Ya sea porque realmente perdimos algún paraíso, o porque nos mueve una fuerza instintiva, el caso es que nunca hemos cesado de buscar.  Desde la antigüedad, y prácticamente hasta hace unas pocas décadas, la búsqueda se dirigía principalmente hacia aquellos lugares desconocidos de nuestro planeta.  El espíritu investigador y aventurero del ser humano se enfocaba fundamentalmente en descubrir nuevas tierras.  El paraíso se encontraba allende los mares, en tierras lejanas y vírgenes que se nos antojaban paradisíacas.  Pero, como la Tierra no es infinita, terminamos por buscar en todos sus rincones sin encontrar lo que andábamos buscando.  Una vez colonizado todo el orbe, se nos acabó la esperanza de encontrar el país de las maravillas; ya no nos quedan tierras por descubrir.  Sin embargo, continuamos rebuscando, con lupas, con microscopios y con telescopios; aparatos que nos permiten ver lo que se nos pasó de largo.

Las ciencias nos dieron nuevas oportunidades de búsqueda que, de alguna manera, nos ha llevado a vivir en un cierto paraíso.  A las personas de siglos atrás, nuestra vida les resultaría paradisíaca, la tecnología y la paz social que disfrutamos nos ha propiciado un estado de bienestar envidiable para cualquier civilización de la antigüedad.  Pero ni aún así dejamos de buscar.  Es como si cada paso que damos hacia nuestro bienestar no nos satisficiera por completo, como si al final tuvieran razón esos individuos místicos que no han cesado de denunciar el error que estamos cometiendo buscando la verdad y la felicidad donde ellos dicen que no se encuentra.  Y todo parece indicar que llevan razón: en el seno del materialismo parece ser que no se nos ha escondido el paraíso perdido.  Sin embargo, continuamos buscándolo en el seno de la materia, no hemos perdido las esperanzas; aunque cada día aumenta el número de quienes, aburridos de este tradicional método de búsqueda, indagan por las dimensiones espirituales.  Zonas vírgenes, desconocidas, buceando en nuestras profundidades, donde nos volvemos a encontrar con las frondosas selvas de los misterios, territorios soñados por los espíritus aventureros.  Pero donde, me temo, que no sabemos ni andar a gatas.

● **EJERCICIO 1**
Resume en dos oraciones el texto sobre la búsqueda del paraíso.
● **EJERCICIO 2**
Según el texto sobre la búsqueda del paraíso, ¿con qué aparatos continuamos rebuscando después de colonizar todo el orbe?
● **EJERCICIO 3**
Continúa, por favor, el texto sobre la búsqueda del paraíso a partir de su última oración.

● **DATOS PROPORCIONADOS**
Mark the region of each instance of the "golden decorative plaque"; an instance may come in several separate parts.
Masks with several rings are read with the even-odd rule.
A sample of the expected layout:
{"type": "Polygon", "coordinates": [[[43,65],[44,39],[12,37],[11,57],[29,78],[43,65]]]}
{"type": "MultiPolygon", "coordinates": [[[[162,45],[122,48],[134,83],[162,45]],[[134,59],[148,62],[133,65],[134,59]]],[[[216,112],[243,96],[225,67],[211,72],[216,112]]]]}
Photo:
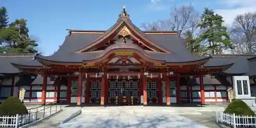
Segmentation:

● **RESPUESTA ESPERADA 1**
Desde la antigüedad el ser humano buscó el paraíso en tierras lejanas y desconocidas, pero, una vez colonizado todo el orbe, ya no quedan tierras por descubrir y seguimos rebuscando con lupas, microscopios y telescopios. Aunque las ciencias nos han dado un bienestar envidiable, no dejamos de buscar, y cada día más personas indagan en las dimensiones espirituales, donde no sabemos ni andar a gatas.

● **RESPUESTA ESPERADA 2**
Con lupas, con microscopios y con telescopios.

● **RESPUESTA ESPERADA 3**
Es en estos ámbitos donde ahora se centra el mayor impulso popular de nuestro ancestral espíritu investigador.  Siempre buscando más allá, traspasando fronteras, venciendo el miedo a los peligros que nos puedan estar esperando.  Éste es el viejo y admirable espíritu humano, sobre todo en Occidente, que no cambia con el paso de los siglos, ni parece que cambiará hasta que encontremos lo que estamos buscando (si es que existe, evidentemente).

Las sectas son grupos de individuos que, como en el pasado, emprenden juntos la aventura de buscar una hipotética felicidad.  En ellos no cabe la duda ni la indecisión, sino no buscarían.  Nadie se arriesga por nada.  Por ello resulta siempre indispensable el apasionamiento, un cierto impulso fanático, para meterse de lleno en la aventura de encontrar el paraíso perdido, sobre todo para quienes van en cabeza en las diferentes expediciones, que cada día son más.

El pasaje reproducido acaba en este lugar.